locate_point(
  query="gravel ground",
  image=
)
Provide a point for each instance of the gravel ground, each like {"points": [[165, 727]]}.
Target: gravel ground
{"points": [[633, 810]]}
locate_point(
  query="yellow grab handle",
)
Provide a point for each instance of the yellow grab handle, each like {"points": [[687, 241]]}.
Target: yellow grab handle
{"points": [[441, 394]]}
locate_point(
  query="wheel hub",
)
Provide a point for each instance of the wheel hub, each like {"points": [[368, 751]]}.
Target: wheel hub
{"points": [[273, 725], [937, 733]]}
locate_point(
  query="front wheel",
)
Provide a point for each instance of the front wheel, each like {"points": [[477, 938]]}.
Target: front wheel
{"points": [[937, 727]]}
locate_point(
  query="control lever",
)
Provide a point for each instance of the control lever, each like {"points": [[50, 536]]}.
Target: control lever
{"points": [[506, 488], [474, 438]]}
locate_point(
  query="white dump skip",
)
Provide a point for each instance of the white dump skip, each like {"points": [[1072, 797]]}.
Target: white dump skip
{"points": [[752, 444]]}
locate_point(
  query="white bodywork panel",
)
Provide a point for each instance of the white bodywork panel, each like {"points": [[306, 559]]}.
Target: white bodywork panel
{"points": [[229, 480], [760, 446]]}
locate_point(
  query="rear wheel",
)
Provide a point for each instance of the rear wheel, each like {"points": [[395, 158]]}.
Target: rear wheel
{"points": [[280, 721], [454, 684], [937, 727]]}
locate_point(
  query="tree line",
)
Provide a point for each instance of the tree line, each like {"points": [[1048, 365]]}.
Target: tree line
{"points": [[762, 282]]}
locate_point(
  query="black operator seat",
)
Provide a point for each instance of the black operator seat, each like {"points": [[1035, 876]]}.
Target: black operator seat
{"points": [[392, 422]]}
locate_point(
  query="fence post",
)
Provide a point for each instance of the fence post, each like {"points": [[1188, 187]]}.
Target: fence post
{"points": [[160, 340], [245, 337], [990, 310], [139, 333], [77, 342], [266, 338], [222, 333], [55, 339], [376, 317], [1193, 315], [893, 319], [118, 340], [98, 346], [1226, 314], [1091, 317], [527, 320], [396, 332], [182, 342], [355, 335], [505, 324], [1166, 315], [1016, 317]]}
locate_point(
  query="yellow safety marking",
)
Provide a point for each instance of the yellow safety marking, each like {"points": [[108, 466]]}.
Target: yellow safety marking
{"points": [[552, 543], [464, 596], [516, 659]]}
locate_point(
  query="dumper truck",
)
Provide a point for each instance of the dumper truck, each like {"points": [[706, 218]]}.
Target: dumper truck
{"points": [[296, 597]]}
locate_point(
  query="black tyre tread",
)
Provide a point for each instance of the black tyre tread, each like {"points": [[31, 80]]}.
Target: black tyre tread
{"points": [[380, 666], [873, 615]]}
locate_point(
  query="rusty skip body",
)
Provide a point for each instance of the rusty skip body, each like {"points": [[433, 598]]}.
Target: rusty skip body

▶ _Problem_
Exactly as written above, please repeat the entries.

▶ _Complete response_
locate_point(
  query="gravel ground",
  image=
)
Provide a point for each instance of the gravel ground, each like {"points": [[165, 727]]}.
Target: gravel ground
{"points": [[633, 810]]}
locate_point(
  query="yellow grab handle",
)
Provide a point for each instance of the yellow grab handle, each like {"points": [[687, 241]]}.
Target: yellow grab handle
{"points": [[441, 394]]}
locate_point(
  query="wheel hub",
)
Provide a point for each instance of the wheel hub, each like {"points": [[368, 751]]}.
Target: wheel hub
{"points": [[273, 725], [937, 733]]}
locate_point(
  query="front wheel",
)
Provide a point for each instance of the front wheel, each like {"points": [[477, 938]]}.
Target: front wheel
{"points": [[937, 727]]}
locate_point(
  query="control lever",
)
Provide a point for each instance of the control lever, each like {"points": [[50, 536]]}.
Target: control lever
{"points": [[506, 488], [474, 438]]}
locate_point(
  query="white dump skip",
)
Provide a point for each instance of the white dump skip, each like {"points": [[1072, 797]]}.
Target: white dump skip
{"points": [[752, 444]]}
locate_point(
  query="white bodywork panel",
)
Provide a point for each instance of the white bodywork panel, each like {"points": [[306, 559]]}.
Target: white bodywork panel
{"points": [[229, 480], [760, 446]]}
locate_point(
  query="rear wheel",
)
Provide a point for each instance of the rear wheel, each like {"points": [[395, 158]]}.
Target: rear wheel
{"points": [[280, 721], [454, 684], [937, 727]]}
locate_point(
  query="tree line",
)
Provide a point for each instance of the tree line, each like {"points": [[1048, 365]]}.
Target: tree line
{"points": [[762, 282]]}
locate_point(
  query="black operator seat",
)
Provide a point for each instance of the black operator seat, each like {"points": [[1035, 876]]}.
Target: black operator seat
{"points": [[392, 422]]}
locate_point(
  query="fence post",
)
Provide a point for each instance of the fence post, each like {"points": [[1188, 187]]}.
Target: fence post
{"points": [[160, 340], [245, 337], [990, 310], [139, 333], [77, 342], [266, 338], [222, 333], [55, 339], [376, 317], [1193, 315], [893, 319], [118, 340], [98, 346], [1226, 314], [1091, 317], [527, 320], [396, 332], [182, 342], [355, 335], [505, 324], [1166, 315], [1016, 317]]}
locate_point(
  query="yellow safety marking",
)
Provide a point for each instance of the yellow safety marking, each like {"points": [[108, 466]]}.
Target: yellow safety marking
{"points": [[552, 543], [464, 596], [516, 659]]}
locate_point(
  query="dumper truck",
)
Provide a point for each instance of the dumper truck, each like {"points": [[706, 218]]}.
Target: dumper truck
{"points": [[296, 597]]}
locate_point(
  query="black tyre tread",
)
Provide a point for each instance of the black tyre tread, each like {"points": [[31, 80]]}.
Target: black tyre tread
{"points": [[380, 666], [873, 615]]}
locate_point(
  query="rusty skip body",
)
Provide a point for each instance of the rusty skip body, each like {"points": [[433, 598]]}.
Target: rusty skip body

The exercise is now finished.